= Exercise instructions =
Convert the items below, from the line containing "cap in the photo above. Give pixel coordinates." up to and including the line containing "(1370, 192)", into a JSON list of strings with one string per line, leaving out blank lines.

= Exercise input =

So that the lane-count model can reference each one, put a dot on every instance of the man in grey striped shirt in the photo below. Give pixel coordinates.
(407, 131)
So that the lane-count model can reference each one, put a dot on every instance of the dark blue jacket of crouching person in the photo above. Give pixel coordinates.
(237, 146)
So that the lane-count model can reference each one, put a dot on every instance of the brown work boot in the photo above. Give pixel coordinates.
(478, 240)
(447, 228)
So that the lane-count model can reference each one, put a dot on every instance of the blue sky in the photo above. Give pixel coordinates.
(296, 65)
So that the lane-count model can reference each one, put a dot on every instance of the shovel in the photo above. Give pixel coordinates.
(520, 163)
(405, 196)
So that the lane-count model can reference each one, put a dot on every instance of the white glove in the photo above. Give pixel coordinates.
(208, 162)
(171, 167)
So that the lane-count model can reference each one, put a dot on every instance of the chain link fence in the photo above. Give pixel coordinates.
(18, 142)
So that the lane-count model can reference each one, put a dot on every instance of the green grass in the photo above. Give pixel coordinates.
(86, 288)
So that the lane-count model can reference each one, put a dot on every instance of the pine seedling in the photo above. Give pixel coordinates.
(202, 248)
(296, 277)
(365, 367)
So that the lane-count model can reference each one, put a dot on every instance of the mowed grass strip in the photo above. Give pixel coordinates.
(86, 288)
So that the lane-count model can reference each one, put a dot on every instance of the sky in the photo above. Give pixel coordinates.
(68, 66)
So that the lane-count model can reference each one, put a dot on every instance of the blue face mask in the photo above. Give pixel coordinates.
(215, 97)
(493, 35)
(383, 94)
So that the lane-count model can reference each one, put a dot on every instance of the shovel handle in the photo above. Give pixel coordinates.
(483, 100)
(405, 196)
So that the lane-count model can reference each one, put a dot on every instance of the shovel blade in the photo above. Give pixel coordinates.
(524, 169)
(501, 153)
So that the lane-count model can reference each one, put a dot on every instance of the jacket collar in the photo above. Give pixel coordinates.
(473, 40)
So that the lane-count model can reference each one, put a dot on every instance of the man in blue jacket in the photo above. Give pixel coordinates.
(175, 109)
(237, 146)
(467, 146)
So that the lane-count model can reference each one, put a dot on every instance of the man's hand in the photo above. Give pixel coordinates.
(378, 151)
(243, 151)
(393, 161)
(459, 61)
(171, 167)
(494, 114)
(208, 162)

---

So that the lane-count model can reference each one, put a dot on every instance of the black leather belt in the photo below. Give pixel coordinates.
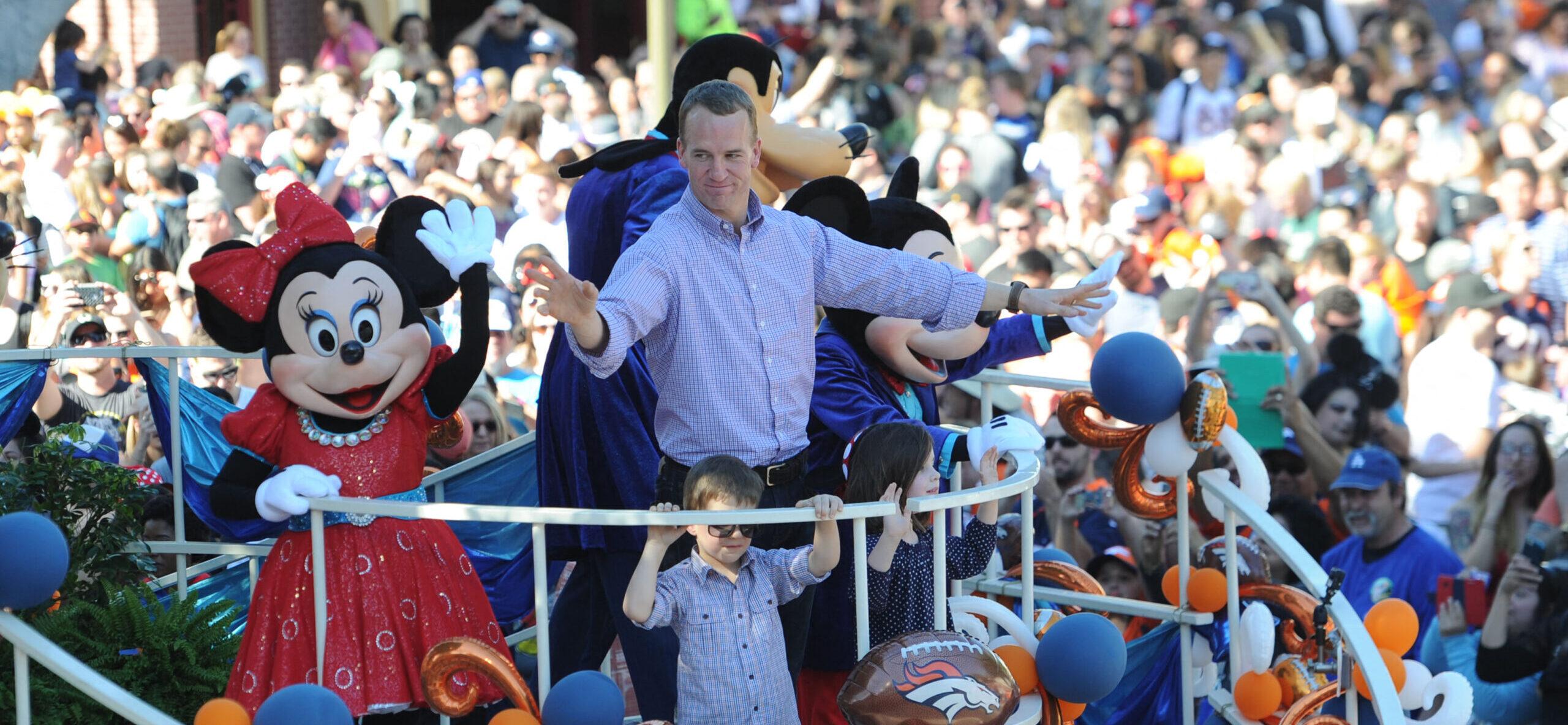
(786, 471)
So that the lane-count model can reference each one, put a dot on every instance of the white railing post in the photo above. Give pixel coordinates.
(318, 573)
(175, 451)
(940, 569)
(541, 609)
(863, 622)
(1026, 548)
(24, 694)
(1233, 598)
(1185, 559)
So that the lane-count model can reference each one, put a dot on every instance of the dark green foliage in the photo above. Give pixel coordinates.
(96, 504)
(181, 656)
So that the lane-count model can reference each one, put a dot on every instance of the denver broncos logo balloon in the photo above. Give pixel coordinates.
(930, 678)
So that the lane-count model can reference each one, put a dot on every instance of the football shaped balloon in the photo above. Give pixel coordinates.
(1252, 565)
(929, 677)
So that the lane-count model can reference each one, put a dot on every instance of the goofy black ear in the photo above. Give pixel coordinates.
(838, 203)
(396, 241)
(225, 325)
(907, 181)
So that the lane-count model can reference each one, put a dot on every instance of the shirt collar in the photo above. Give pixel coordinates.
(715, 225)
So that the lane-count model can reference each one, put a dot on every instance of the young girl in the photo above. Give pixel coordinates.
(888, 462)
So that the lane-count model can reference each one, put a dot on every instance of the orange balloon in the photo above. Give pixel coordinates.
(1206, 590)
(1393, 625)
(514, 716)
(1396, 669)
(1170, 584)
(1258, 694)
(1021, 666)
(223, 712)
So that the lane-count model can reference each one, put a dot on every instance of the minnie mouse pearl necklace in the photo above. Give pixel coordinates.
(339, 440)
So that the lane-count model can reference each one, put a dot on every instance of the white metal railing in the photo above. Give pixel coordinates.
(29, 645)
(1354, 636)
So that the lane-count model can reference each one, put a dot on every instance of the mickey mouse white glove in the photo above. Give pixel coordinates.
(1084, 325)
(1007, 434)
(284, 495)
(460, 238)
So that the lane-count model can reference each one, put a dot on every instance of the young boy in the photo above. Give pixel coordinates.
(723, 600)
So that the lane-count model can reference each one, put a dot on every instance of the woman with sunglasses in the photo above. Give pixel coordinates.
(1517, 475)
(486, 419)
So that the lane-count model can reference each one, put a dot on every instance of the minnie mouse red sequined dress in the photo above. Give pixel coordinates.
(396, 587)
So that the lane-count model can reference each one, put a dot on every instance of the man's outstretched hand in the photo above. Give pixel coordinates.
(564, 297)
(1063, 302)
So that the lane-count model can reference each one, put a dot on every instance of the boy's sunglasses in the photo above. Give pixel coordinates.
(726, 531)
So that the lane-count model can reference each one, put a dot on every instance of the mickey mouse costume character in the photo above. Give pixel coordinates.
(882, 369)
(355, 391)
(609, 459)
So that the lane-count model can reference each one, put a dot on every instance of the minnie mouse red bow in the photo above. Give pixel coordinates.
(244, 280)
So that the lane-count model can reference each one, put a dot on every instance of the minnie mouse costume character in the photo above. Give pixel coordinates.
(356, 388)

* * *

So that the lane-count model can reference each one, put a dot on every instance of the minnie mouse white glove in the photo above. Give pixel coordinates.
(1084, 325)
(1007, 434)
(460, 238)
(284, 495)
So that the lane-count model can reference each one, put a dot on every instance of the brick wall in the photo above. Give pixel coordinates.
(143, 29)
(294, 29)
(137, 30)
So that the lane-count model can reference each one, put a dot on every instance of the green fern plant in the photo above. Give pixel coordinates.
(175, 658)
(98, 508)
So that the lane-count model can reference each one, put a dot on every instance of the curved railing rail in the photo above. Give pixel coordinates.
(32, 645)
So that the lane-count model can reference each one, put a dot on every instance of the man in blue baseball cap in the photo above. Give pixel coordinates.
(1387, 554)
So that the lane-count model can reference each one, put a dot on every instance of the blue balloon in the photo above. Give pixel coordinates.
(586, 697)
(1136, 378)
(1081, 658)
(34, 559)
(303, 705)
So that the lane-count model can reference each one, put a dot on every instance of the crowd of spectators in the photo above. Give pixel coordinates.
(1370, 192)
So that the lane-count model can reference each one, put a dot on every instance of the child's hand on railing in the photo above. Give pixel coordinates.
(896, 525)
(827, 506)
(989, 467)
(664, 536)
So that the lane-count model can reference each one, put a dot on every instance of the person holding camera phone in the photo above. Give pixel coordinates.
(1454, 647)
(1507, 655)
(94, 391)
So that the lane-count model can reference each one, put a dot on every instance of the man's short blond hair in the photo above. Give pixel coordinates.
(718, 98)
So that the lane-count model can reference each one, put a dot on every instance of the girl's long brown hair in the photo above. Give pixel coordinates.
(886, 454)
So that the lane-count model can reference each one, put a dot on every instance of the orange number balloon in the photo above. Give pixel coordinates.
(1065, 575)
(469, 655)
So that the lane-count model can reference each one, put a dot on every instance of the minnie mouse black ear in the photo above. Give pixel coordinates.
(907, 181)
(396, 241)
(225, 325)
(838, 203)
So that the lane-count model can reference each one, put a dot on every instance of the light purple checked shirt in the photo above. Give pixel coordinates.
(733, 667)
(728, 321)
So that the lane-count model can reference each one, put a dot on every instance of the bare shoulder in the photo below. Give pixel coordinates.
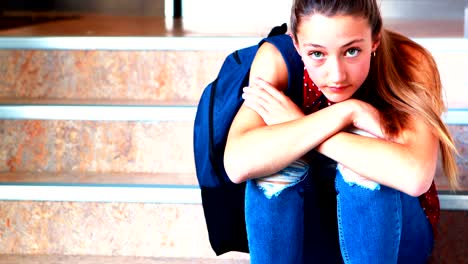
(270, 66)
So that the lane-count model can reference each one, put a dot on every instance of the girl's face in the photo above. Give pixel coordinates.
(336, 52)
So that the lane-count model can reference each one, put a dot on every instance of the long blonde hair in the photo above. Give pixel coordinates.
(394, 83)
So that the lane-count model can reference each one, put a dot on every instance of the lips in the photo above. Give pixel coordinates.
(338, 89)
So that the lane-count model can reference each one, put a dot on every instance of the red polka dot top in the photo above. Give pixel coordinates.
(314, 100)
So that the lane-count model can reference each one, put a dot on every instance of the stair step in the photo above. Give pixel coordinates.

= Output of the task =
[
  "So that the lane-count model can reference each one, put a dot on every instance of the man in blue baseball cap in the photo above. Give pixel coordinates.",
  "(1387, 554)",
  "So that the lane-count model can reference each one, put a dot on every instance of the blue balloon in the photo above. Give pixel coordinates.",
  "(586, 697)",
  "(1136, 378)",
  "(1081, 658)",
  "(34, 559)",
  "(303, 705)",
  "So that the lane-count model can reference each one, put a dot on every instance of the crowd of spectators in the photo above. Give pixel coordinates.",
  "(1370, 192)"
]